§ **Required work**
Skip all pictures, then print the remaining material exactly.

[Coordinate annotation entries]

────────────────────────────────────────

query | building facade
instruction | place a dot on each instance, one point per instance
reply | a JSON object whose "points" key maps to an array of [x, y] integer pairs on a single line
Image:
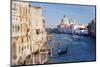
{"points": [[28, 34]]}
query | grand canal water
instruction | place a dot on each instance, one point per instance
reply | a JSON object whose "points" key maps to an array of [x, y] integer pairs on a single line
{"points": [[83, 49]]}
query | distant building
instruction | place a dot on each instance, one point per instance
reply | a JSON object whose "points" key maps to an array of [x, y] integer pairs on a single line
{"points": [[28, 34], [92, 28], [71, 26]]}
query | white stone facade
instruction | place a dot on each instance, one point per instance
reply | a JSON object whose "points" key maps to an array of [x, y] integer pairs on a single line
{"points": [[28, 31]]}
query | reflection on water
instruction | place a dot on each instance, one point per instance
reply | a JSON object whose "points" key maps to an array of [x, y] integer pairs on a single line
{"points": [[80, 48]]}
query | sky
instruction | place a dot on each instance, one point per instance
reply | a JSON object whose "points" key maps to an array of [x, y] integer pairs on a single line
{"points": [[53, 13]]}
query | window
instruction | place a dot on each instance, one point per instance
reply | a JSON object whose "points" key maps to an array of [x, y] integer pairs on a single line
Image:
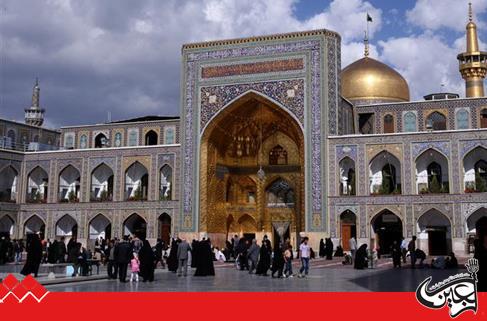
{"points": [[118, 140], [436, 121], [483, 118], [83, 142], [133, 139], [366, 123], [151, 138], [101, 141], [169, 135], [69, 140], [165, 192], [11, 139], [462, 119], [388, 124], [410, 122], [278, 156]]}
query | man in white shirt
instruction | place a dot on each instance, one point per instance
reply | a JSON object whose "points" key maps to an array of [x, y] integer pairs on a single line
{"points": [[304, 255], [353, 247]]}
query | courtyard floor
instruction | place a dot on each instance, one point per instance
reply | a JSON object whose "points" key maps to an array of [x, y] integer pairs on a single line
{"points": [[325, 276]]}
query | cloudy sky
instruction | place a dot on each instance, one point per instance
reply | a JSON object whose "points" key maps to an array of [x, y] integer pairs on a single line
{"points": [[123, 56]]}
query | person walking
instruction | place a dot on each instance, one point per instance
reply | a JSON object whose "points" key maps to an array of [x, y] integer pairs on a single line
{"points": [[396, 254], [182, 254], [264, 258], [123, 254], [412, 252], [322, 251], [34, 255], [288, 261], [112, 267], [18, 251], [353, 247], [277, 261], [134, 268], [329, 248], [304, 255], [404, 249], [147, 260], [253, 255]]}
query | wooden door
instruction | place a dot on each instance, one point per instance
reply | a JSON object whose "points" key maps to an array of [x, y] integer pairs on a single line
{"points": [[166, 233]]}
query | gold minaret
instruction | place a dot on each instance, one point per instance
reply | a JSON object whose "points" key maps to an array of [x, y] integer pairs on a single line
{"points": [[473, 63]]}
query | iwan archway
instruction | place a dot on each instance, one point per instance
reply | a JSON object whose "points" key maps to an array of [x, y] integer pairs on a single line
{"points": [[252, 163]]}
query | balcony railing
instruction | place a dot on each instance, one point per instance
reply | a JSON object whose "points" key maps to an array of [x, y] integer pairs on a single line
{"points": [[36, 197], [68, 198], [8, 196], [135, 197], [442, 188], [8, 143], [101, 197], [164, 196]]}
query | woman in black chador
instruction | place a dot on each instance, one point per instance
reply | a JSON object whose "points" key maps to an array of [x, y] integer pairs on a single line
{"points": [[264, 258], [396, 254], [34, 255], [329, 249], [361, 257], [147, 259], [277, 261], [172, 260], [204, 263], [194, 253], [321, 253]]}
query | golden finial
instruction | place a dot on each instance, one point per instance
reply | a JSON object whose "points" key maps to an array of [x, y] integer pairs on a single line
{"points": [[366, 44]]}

────────────────────────────────────────

§ **Problem solution**
query | building facade
instruction | place a dot on each instance, one point per instance
reply | a JSON object whose "points" key maps to an array of [x, y] integer pairs on a single line
Image:
{"points": [[28, 34]]}
query | grand canal water
instruction | place a dot on each instance, one point per instance
reply | a JSON object whose "points" key maps to an array of [x, y] integer pairs on a single line
{"points": [[83, 49]]}
query | distant building
instruction | place a dot on each instance, one point per instance
reply | a JSON object whose "points" key maps to an array of [x, y] integer pairs on a single line
{"points": [[28, 34], [92, 28], [71, 26]]}
query | white stone facade
instruction | place a dot on each instance, one point per instance
reply | a JSON object whose "points" key maps to an array of [x, y] integer pairs on a single line
{"points": [[28, 31]]}
query | reflection on water
instruction | place a dot on each instance, one point per instance
reply | a JSON object whose "points" key maps to an array of [x, y] integer pairs on a single line
{"points": [[80, 48]]}
query | sky
instruction | place a dot on each instance, one point per instance
reply | a JSON object whose "points" key maps to an array of [x, y] integer pairs on a single line
{"points": [[53, 13]]}
query | window
instruction | place a dot on each instance, one point per instance
reply | a JSON object whose "points" key maps to an array of [x, y] integer pairs on a single line
Image:
{"points": [[118, 140], [436, 121], [483, 118], [83, 142], [133, 139], [366, 123], [151, 138], [101, 141], [169, 135], [69, 140], [165, 192], [11, 139], [462, 119], [388, 124], [410, 122], [278, 156]]}
query | man in white shirt
instruction | place a dot on each instance, one point per instance
reply | a JSON object whose "points" key maps to an array of [x, y] integer pairs on a single line
{"points": [[304, 255], [353, 247]]}
query | courtyard floor
instruction | place a dot on each instance, one point per instance
reply | a JSON object whose "points" key maps to an array of [x, y] integer pairs on a single line
{"points": [[325, 276]]}
query | cloudy sky
instruction | place a dot on each instance, one point per instance
reply | a JSON object whose "points" key maps to an array of [x, y] integer pairs on a single line
{"points": [[123, 56]]}
query | person walking
instruction | place a dot on each instance, one point per instance
reply | a JSON object whose "points" key maps to an array of [x, y] integer pairs on a single line
{"points": [[396, 254], [182, 254], [264, 258], [123, 254], [412, 252], [322, 251], [34, 255], [288, 261], [112, 267], [18, 251], [353, 247], [277, 261], [134, 268], [329, 248], [304, 255], [404, 249], [147, 260], [253, 255]]}
query | wooden door
instruction | place a dot on each instance, one point per instance
reply | a JSON object whose "points" key maps to an array of [x, y] integer pairs on a single line
{"points": [[166, 233]]}
query | gold minaret
instruction | place a dot on each instance, one point per instance
reply | a JSON object whose "points" key maps to an array of [x, y] integer pairs on a single line
{"points": [[473, 63]]}
query | iwan archway
instruction | place a dot on each instance, one point per instance
reply | a JSON object whose "points" key maps to an array of [x, y] integer pairs on a single line
{"points": [[252, 163]]}
query | balcony railing
instruction | place a dot on each instance, one point per instance
reply | a JSON object whose "points" key maps to an array of [x, y] integer pairs on a single line
{"points": [[36, 197], [68, 198], [8, 196], [135, 197], [442, 188], [8, 143], [101, 197], [164, 196]]}
query | woman in black chador
instruction | place a dot on each instance, one point per instance
reply | a JSON object whose "points" key maps to an array of [x, y] integer pairs on a single line
{"points": [[264, 258], [396, 254], [34, 255], [329, 249], [361, 257], [147, 259], [277, 261], [172, 260], [204, 263], [194, 253], [321, 253]]}
query | golden finial
instruction | place a dot on each instance, one point per instance
reply | a JSON object whose "points" key maps to an array of [x, y] integer pairs on a single line
{"points": [[366, 44]]}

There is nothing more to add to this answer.